Point-per-instance localization data:
▼
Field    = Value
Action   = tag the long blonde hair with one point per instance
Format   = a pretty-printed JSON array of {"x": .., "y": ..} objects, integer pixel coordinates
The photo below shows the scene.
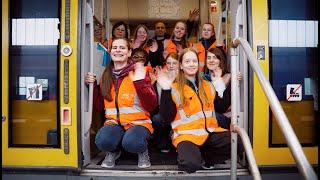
[{"x": 181, "y": 80}]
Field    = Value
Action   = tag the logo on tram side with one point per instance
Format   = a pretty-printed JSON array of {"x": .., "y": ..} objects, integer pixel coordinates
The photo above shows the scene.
[{"x": 294, "y": 92}]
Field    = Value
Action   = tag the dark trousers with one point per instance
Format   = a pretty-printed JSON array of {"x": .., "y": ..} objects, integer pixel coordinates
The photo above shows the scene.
[
  {"x": 134, "y": 140},
  {"x": 161, "y": 132},
  {"x": 223, "y": 121},
  {"x": 215, "y": 150}
]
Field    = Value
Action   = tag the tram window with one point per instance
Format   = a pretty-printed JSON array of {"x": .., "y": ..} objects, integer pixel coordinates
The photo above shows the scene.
[
  {"x": 295, "y": 61},
  {"x": 34, "y": 73}
]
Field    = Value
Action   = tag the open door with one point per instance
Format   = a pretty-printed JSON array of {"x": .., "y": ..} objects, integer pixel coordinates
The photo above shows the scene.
[{"x": 39, "y": 96}]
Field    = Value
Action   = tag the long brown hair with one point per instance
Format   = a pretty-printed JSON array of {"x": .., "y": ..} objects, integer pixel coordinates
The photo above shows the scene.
[
  {"x": 219, "y": 53},
  {"x": 181, "y": 79},
  {"x": 184, "y": 41},
  {"x": 106, "y": 78}
]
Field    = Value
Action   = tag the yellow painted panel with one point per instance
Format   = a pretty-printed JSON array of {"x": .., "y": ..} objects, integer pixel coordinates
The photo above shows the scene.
[
  {"x": 265, "y": 155},
  {"x": 39, "y": 157},
  {"x": 32, "y": 121},
  {"x": 302, "y": 118},
  {"x": 5, "y": 14}
]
▲
Description of the task: Begin with the line that contains "trousers with one point per instance" and print each line exactly until the data ends, including the last line.

Exercise result:
Action   = tag the dark trousers with one point per instance
Format   = a pretty-printed JSON array of {"x": .., "y": ..} objects, integer pixel coordinates
The photo above shows the scene.
[
  {"x": 134, "y": 140},
  {"x": 161, "y": 132},
  {"x": 223, "y": 121},
  {"x": 215, "y": 150}
]
Field    = Value
Action   = tag the tram window with one point per instance
Format   = a pretty-printed JSON array of {"x": .., "y": ..} objects, integer pixel coordinates
The photo above shows the scene.
[
  {"x": 295, "y": 61},
  {"x": 34, "y": 73}
]
Field    = Value
Action   = tag the open door with one point per instance
Format   = a pretty-printed JSON array of {"x": .., "y": ..} objects, integer pixel coordinates
The photo above shows the scene.
[{"x": 39, "y": 96}]
Field    = Value
Action   = tag the long brown hair with one point per instance
Format   = a pretty-printed JSON array of {"x": .., "y": ..} objects, integer pixel coordinates
The photo above shows the scene.
[
  {"x": 219, "y": 53},
  {"x": 181, "y": 79},
  {"x": 184, "y": 41},
  {"x": 106, "y": 78}
]
Field    = Value
Action   = tag the yellow painted panel with one point per instance
Format   = a pretty-printed JSON array of {"x": .., "y": ..} objects, integer pixel coordinates
The photo above shows the scene.
[
  {"x": 265, "y": 155},
  {"x": 39, "y": 157},
  {"x": 32, "y": 121},
  {"x": 302, "y": 118},
  {"x": 5, "y": 14}
]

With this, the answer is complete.